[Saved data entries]
==============================

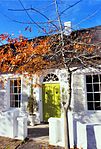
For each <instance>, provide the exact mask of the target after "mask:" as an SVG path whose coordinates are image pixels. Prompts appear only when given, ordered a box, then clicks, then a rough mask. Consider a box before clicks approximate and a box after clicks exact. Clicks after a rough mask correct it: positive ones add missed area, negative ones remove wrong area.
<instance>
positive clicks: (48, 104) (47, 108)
mask: <svg viewBox="0 0 101 149" xmlns="http://www.w3.org/2000/svg"><path fill="white" fill-rule="evenodd" d="M60 115H61V106H60V84H56V83H52V84H43V120H44V121H46V122H47V121H48V119H49V118H50V117H60Z"/></svg>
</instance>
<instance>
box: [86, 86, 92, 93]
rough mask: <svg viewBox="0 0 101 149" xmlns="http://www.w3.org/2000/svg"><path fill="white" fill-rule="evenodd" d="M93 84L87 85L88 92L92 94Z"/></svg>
mask: <svg viewBox="0 0 101 149" xmlns="http://www.w3.org/2000/svg"><path fill="white" fill-rule="evenodd" d="M92 91H93V90H92V84H87V92H92Z"/></svg>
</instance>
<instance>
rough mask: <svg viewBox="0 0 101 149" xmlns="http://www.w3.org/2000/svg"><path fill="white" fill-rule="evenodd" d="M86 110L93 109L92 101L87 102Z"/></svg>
mask: <svg viewBox="0 0 101 149" xmlns="http://www.w3.org/2000/svg"><path fill="white" fill-rule="evenodd" d="M88 110H94V108H93V102H88Z"/></svg>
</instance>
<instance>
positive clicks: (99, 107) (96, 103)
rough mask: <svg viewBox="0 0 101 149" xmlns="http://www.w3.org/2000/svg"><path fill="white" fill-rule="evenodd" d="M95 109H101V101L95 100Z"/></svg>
mask: <svg viewBox="0 0 101 149" xmlns="http://www.w3.org/2000/svg"><path fill="white" fill-rule="evenodd" d="M95 110H101V106H100V102H95Z"/></svg>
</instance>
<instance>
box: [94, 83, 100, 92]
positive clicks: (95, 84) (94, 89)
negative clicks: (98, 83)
mask: <svg viewBox="0 0 101 149" xmlns="http://www.w3.org/2000/svg"><path fill="white" fill-rule="evenodd" d="M93 87H94V92H99V84H93Z"/></svg>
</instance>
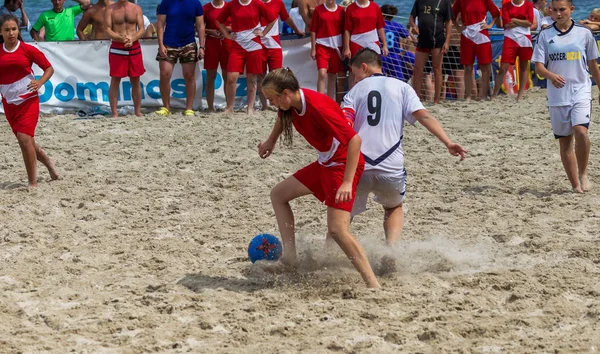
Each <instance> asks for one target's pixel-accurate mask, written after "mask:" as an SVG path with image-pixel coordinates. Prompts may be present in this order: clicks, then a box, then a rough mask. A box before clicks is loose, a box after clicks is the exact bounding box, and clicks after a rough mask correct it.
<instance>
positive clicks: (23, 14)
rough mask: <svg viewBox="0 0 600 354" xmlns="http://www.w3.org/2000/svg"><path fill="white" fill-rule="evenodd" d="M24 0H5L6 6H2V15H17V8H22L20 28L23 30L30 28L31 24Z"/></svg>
mask: <svg viewBox="0 0 600 354" xmlns="http://www.w3.org/2000/svg"><path fill="white" fill-rule="evenodd" d="M23 1H24V0H4V6H2V7H0V15H13V16H15V17H17V16H16V15H15V12H16V11H17V10H21V18H20V19H19V28H20V29H21V30H28V31H29V30H30V29H31V24H30V23H29V19H28V18H27V14H26V13H25V3H24V2H23Z"/></svg>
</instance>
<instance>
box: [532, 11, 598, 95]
mask: <svg viewBox="0 0 600 354" xmlns="http://www.w3.org/2000/svg"><path fill="white" fill-rule="evenodd" d="M597 58H598V47H597V45H596V41H595V40H594V36H593V35H592V31H590V30H589V29H587V28H585V27H584V26H581V25H578V24H575V22H573V24H572V25H571V27H570V28H569V29H568V30H567V31H566V32H560V31H559V30H558V29H557V28H556V25H553V26H551V27H547V28H545V29H543V30H542V31H541V32H540V34H539V36H538V40H537V44H536V46H535V48H534V51H533V57H532V58H531V61H532V62H535V63H543V64H544V65H545V66H546V68H547V69H548V70H550V71H551V72H553V73H555V74H557V75H560V76H562V77H563V78H564V79H565V81H566V83H565V86H564V87H562V88H556V87H554V85H552V83H551V82H548V85H547V86H548V89H547V91H546V95H547V104H548V106H570V105H572V104H573V103H575V102H580V101H590V100H591V99H592V81H591V80H590V73H589V71H588V64H587V62H588V60H596V59H597Z"/></svg>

==============================

* Exercise details: Check the entries above for the word "coordinates" and copy every line where it turns up.

* Answer area:
For each <instance>, provide the exact mask of the target after "mask:" as an SVG path whose coordinates are image pixels. Prompts appear only when given, ordered a box, then clicks, then a rough mask. Consider a box before clicks approximate and a box after clicks exact. Clicks after a rough mask correct it: positive ones add missed area, negative ones remove wrong area.
Each <instance> asks for one target's pixel-accurate mask, written after "mask:" as an SVG path with image-pixel coordinates. Prompts may be present in this order: clicks, then a box, then a rough mask. A box before clicks is loose, a box after clicks is the exact bounding box, and clicks after a rough mask correct it.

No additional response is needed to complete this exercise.